--- Start of Entries provided ---
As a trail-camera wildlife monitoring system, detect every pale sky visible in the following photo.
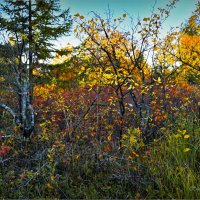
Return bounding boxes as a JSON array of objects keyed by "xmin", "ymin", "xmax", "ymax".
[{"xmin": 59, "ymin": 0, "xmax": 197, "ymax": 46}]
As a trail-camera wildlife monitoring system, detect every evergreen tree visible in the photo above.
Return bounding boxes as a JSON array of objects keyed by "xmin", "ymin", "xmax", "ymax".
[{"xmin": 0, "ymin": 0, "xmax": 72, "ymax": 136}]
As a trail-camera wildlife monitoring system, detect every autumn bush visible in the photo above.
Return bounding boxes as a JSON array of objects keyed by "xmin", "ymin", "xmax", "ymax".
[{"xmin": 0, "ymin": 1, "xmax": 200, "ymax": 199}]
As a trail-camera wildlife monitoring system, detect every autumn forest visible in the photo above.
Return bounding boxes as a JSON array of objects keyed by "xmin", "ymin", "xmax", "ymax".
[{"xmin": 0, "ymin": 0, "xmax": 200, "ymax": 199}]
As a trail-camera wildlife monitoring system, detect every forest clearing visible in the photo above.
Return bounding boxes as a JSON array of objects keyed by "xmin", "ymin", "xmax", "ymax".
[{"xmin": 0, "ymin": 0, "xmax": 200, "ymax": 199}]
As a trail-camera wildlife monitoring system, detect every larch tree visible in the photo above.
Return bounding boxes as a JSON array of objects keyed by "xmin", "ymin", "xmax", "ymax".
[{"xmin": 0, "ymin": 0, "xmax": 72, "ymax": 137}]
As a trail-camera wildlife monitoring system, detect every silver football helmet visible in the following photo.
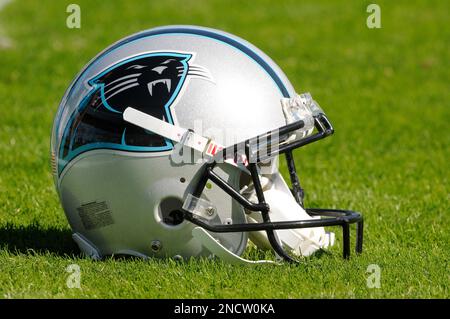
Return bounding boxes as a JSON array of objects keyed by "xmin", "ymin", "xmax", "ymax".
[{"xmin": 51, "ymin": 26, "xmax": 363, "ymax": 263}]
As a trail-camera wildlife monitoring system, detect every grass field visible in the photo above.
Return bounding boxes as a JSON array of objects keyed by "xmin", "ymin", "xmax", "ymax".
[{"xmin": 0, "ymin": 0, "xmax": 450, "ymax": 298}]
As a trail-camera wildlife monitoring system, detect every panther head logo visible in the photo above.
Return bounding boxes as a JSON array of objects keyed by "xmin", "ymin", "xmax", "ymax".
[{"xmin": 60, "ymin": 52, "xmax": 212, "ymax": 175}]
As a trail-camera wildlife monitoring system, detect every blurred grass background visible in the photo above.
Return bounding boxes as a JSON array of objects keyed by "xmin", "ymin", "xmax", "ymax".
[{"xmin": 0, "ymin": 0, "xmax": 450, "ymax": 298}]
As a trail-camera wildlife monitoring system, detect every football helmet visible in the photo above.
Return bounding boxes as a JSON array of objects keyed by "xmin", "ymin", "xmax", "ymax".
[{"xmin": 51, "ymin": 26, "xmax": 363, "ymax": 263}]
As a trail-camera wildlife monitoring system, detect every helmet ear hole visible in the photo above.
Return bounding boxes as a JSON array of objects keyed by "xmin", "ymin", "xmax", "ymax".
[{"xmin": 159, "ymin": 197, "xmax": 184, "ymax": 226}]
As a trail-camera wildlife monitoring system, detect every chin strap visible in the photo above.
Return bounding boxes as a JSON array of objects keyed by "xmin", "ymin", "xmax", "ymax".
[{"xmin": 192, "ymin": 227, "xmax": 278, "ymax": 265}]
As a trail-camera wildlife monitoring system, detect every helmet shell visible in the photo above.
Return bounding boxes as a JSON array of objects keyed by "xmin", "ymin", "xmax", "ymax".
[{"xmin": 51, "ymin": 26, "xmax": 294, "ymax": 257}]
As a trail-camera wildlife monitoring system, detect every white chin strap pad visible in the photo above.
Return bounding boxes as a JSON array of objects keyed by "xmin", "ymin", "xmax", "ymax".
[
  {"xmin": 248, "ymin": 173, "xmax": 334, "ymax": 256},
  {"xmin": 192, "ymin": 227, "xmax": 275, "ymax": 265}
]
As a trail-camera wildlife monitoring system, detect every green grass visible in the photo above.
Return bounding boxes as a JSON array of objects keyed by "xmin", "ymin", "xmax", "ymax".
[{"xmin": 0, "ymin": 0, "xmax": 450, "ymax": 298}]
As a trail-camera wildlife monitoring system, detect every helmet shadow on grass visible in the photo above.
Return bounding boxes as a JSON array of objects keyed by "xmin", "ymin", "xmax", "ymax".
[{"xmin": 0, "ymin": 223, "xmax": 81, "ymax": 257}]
--- End of Entries provided ---
■ **Stated task**:
Express all of the data above as a JSON list of strings, one string per line, with blank lines skipped and the pictures left out.

■ **Task solution**:
[
  "As a trail-camera wildlife monitoring system, detect every pale sky visible in the following photo.",
  "Return bounding boxes as a JSON array of objects keyed by \"xmin\", \"ymin\", \"xmax\", \"ymax\".",
  "[{\"xmin\": 59, \"ymin\": 0, \"xmax\": 197, \"ymax\": 46}]",
  "As a trail-camera wildlife monitoring system, detect every evergreen tree visible in the photo above.",
  "Return bounding boxes as a JSON array of objects keyed by \"xmin\", \"ymin\", \"xmax\", \"ymax\".",
  "[{\"xmin\": 0, \"ymin\": 0, \"xmax\": 72, \"ymax\": 136}]",
  "As a trail-camera wildlife monitoring system, detect every autumn bush visible in the photo above.",
  "Return bounding boxes as a JSON array of objects keyed by \"xmin\", \"ymin\", \"xmax\", \"ymax\".",
  "[{\"xmin\": 0, \"ymin\": 1, \"xmax\": 200, \"ymax\": 199}]",
  "As a trail-camera wildlife monitoring system, detect every autumn forest visible in the photo above.",
  "Return bounding boxes as a JSON array of objects keyed by \"xmin\", \"ymin\", \"xmax\", \"ymax\".",
  "[{\"xmin\": 0, \"ymin\": 0, \"xmax\": 200, \"ymax\": 199}]",
  "As a trail-camera wildlife monitoring system, detect every forest clearing visible in the photo above.",
  "Return bounding boxes as a JSON array of objects keyed by \"xmin\", \"ymin\", \"xmax\", \"ymax\".",
  "[{\"xmin\": 0, \"ymin\": 0, \"xmax\": 200, \"ymax\": 199}]",
  "As a trail-camera wildlife monitoring system, detect every larch tree visible in the photo above.",
  "Return bounding boxes as a JSON array of objects keyed by \"xmin\", \"ymin\", \"xmax\", \"ymax\".",
  "[{\"xmin\": 0, \"ymin\": 0, \"xmax\": 72, \"ymax\": 137}]",
  "As a trail-camera wildlife monitoring system, detect every silver football helmet visible in the following photo.",
  "Return bounding boxes as a JSON array of objects keyed by \"xmin\", \"ymin\", \"xmax\", \"ymax\".",
  "[{\"xmin\": 51, \"ymin\": 26, \"xmax\": 363, \"ymax\": 263}]",
  "As a trail-camera wildlife monitoring system, detect every grass field visible in the photo above.",
  "Return bounding boxes as a JSON array of objects keyed by \"xmin\", \"ymin\", \"xmax\", \"ymax\".",
  "[{\"xmin\": 0, \"ymin\": 0, \"xmax\": 450, \"ymax\": 298}]",
  "As a trail-camera wildlife monitoring system, detect every panther head logo visible in the photo above.",
  "Return bounding boxes as a JSON array of objects keyed by \"xmin\", \"ymin\", \"xmax\", \"ymax\".",
  "[{\"xmin\": 60, \"ymin\": 52, \"xmax\": 212, \"ymax\": 175}]",
  "As a trail-camera wildlife monitoring system, detect every blurred grass background visible in the photo above.",
  "Return bounding boxes as a JSON array of objects keyed by \"xmin\", \"ymin\", \"xmax\", \"ymax\".",
  "[{\"xmin\": 0, \"ymin\": 0, \"xmax\": 450, \"ymax\": 298}]",
  "As a trail-camera wildlife monitoring system, detect every football helmet visible in the photo above.",
  "Return bounding boxes as a JSON array of objects keyed by \"xmin\", \"ymin\", \"xmax\", \"ymax\".",
  "[{\"xmin\": 51, \"ymin\": 26, \"xmax\": 363, \"ymax\": 263}]",
  "As a trail-camera wildlife monitoring system, detect every helmet ear hole visible in the photo above.",
  "Return bounding boxes as a JSON array of objects keyed by \"xmin\", \"ymin\", \"xmax\", \"ymax\".",
  "[{\"xmin\": 159, \"ymin\": 197, \"xmax\": 184, \"ymax\": 226}]",
  "As a trail-camera wildlife monitoring system, detect every chin strap visible in the photo above.",
  "Return bounding boxes as a JSON array of objects keyed by \"xmin\", \"ymin\", \"xmax\", \"ymax\".",
  "[{\"xmin\": 192, \"ymin\": 227, \"xmax\": 278, \"ymax\": 265}]",
  "As a trail-camera wildlife monitoring system, detect every helmet shell visible in the photo above.",
  "Return bounding boxes as a JSON array of objects keyed by \"xmin\", \"ymin\", \"xmax\", \"ymax\".",
  "[{\"xmin\": 51, \"ymin\": 26, \"xmax\": 294, \"ymax\": 257}]",
  "As a trail-camera wildlife monitoring system, detect every white chin strap pad visible in the photo above.",
  "Return bounding boxes as a JSON array of objects keyed by \"xmin\", \"ymin\", \"xmax\", \"ymax\".",
  "[",
  "  {\"xmin\": 248, \"ymin\": 173, \"xmax\": 334, \"ymax\": 256},",
  "  {\"xmin\": 192, \"ymin\": 227, \"xmax\": 275, \"ymax\": 265}",
  "]",
  "As a trail-camera wildlife monitoring system, detect every green grass visible in the photo above.",
  "Return bounding boxes as a JSON array of objects keyed by \"xmin\", \"ymin\", \"xmax\", \"ymax\".",
  "[{\"xmin\": 0, \"ymin\": 0, \"xmax\": 450, \"ymax\": 298}]",
  "As a trail-camera wildlife monitoring system, detect every helmet shadow on grass visible in the photo above.",
  "Return bounding boxes as a JSON array of objects keyed by \"xmin\", \"ymin\", \"xmax\", \"ymax\".",
  "[{\"xmin\": 0, \"ymin\": 223, \"xmax\": 81, \"ymax\": 257}]"
]